▶ _Rows from a pointing dataset_
----

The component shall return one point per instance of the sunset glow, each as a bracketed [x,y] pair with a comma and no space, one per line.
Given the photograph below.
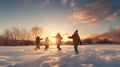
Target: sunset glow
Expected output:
[53,40]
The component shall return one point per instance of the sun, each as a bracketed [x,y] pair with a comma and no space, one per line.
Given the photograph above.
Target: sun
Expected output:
[53,40]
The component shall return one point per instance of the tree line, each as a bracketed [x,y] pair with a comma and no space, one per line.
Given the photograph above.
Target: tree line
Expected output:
[15,36]
[21,37]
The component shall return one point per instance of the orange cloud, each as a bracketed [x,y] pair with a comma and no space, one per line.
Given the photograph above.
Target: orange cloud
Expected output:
[64,1]
[95,12]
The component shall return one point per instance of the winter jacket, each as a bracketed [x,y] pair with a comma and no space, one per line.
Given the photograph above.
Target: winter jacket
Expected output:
[76,39]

----

Write out these lines unchanged, beginning at the line that contains "The component shall return one point per instance of the tree" and stopping after the last line above.

The component shall return one point per instance of the tree line, each as a bracketed [x,y] pair with a comma and no space, one per line.
Given the photograph above.
Target: tree line
Expected output:
[15,36]
[21,37]
The component shall return one point per instance of the orange cloud, each as a bracketed [x,y] pair with a comma and no space, one per line.
Given the photograph above.
Target: orange cloud
Expected output:
[64,1]
[95,12]
The component shall return one point per instance of the winter jacket, each as a bracketed [x,y] pair with a comma and no space, one per line.
Given the photograph above.
Target: winter jacket
Expected output:
[76,39]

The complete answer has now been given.